Problem requirements:
Count the lines in the entries below that contain the word "blue", and give only that number.

☆ ☆ ☆ ☆ ☆

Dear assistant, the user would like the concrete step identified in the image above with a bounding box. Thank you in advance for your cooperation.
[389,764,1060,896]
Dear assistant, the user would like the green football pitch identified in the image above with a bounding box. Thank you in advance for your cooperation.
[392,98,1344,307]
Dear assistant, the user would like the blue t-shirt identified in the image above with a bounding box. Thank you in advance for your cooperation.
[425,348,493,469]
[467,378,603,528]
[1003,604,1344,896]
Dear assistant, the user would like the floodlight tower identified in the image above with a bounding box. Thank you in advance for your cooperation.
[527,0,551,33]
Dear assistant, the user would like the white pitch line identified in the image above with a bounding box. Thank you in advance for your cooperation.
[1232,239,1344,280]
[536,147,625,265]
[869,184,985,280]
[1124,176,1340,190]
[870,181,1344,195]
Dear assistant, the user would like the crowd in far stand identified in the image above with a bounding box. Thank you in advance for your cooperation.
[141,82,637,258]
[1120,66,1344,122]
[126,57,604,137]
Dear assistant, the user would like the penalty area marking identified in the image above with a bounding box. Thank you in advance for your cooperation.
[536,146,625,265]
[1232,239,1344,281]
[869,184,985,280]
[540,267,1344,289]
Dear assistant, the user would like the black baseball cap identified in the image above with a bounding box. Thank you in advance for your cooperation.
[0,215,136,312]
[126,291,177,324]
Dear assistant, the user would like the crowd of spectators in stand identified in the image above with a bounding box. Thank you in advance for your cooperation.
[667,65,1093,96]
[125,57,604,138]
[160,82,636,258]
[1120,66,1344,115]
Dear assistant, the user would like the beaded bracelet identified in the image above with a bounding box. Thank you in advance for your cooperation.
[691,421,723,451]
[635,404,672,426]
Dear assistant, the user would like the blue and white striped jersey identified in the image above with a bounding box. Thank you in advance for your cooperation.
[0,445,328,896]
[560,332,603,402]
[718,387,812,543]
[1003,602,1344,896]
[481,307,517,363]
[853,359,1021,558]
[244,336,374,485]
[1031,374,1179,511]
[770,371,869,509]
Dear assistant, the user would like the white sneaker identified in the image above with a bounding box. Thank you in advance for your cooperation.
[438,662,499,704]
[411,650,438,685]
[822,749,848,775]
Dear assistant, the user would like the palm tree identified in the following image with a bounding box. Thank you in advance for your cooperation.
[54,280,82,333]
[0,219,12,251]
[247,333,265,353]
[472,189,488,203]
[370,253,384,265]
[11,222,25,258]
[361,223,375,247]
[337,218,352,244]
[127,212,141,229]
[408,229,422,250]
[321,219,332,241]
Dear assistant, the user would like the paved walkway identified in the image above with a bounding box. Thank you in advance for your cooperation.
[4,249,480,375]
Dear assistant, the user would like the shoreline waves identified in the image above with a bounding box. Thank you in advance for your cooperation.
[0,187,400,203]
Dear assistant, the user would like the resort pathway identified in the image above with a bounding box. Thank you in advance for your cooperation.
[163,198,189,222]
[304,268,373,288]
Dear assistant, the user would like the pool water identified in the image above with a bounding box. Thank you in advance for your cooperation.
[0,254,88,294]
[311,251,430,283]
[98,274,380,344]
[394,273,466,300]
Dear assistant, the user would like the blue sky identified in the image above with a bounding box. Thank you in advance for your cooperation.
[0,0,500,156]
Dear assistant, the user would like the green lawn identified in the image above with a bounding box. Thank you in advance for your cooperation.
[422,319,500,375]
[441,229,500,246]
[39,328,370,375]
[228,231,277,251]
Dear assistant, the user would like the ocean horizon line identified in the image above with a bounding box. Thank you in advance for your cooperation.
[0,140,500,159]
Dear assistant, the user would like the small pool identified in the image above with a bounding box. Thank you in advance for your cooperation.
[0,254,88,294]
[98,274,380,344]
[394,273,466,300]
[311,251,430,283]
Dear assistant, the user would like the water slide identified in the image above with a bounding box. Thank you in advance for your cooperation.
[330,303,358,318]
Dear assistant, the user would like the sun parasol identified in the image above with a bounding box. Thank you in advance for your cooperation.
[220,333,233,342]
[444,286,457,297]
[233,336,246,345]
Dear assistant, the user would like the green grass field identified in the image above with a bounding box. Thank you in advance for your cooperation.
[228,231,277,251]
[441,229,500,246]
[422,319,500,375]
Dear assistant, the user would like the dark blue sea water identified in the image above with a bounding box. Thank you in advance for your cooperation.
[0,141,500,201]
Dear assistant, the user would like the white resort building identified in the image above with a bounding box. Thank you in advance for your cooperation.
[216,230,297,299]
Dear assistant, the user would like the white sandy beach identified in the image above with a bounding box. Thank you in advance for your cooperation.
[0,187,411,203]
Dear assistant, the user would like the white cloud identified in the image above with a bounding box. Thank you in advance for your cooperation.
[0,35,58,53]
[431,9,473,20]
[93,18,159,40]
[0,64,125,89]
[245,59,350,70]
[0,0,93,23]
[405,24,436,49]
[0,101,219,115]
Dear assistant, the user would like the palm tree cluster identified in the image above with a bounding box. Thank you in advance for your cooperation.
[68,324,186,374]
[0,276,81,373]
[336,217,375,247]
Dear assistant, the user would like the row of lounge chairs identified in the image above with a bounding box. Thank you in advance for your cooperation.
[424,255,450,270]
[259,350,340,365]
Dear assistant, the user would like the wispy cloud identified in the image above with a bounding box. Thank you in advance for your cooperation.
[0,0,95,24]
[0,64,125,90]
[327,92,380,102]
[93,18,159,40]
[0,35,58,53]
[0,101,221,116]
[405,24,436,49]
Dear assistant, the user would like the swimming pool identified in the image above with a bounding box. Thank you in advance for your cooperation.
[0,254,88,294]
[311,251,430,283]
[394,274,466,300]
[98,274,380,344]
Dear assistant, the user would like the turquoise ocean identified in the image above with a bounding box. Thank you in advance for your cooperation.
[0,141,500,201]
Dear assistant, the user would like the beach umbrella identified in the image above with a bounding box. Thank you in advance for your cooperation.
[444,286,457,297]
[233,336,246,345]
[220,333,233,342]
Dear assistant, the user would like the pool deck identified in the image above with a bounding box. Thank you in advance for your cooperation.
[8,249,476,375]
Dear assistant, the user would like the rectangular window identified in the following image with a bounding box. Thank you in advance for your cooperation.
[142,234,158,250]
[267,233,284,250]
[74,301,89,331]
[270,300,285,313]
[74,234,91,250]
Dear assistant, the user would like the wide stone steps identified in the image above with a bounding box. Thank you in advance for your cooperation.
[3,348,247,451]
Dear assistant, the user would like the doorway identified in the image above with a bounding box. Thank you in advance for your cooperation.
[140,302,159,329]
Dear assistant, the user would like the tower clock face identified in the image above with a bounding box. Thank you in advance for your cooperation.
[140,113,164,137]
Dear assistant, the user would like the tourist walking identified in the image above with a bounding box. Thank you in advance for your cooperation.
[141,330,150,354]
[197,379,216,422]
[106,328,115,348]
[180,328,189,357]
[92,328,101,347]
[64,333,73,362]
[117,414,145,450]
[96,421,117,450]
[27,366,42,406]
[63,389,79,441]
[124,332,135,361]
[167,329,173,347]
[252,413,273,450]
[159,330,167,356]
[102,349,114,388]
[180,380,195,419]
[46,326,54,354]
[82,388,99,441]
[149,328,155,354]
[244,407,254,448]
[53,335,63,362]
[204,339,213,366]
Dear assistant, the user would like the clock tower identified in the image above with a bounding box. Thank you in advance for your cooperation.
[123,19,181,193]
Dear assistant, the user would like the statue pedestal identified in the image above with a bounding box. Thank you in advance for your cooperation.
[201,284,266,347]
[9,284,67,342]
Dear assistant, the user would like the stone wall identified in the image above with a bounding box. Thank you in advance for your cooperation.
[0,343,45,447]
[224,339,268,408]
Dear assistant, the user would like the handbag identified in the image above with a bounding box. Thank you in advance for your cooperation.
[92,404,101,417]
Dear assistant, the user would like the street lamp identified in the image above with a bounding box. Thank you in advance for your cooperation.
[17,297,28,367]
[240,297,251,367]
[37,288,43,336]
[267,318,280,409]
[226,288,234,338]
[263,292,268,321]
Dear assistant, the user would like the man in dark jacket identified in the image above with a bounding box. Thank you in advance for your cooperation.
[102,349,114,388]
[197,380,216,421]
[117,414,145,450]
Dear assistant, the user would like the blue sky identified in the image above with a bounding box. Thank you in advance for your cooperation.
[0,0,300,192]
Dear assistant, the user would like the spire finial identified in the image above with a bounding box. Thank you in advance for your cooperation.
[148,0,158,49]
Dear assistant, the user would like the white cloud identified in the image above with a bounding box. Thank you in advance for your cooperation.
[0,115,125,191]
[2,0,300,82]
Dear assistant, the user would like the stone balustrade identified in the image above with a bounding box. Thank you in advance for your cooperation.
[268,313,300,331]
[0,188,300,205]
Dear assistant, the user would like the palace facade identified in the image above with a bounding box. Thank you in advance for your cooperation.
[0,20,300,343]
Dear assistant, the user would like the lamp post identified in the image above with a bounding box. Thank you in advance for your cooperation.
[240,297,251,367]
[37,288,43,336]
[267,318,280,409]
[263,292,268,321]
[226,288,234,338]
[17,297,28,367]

☆ ☆ ☆ ☆ ☆

The answer:
5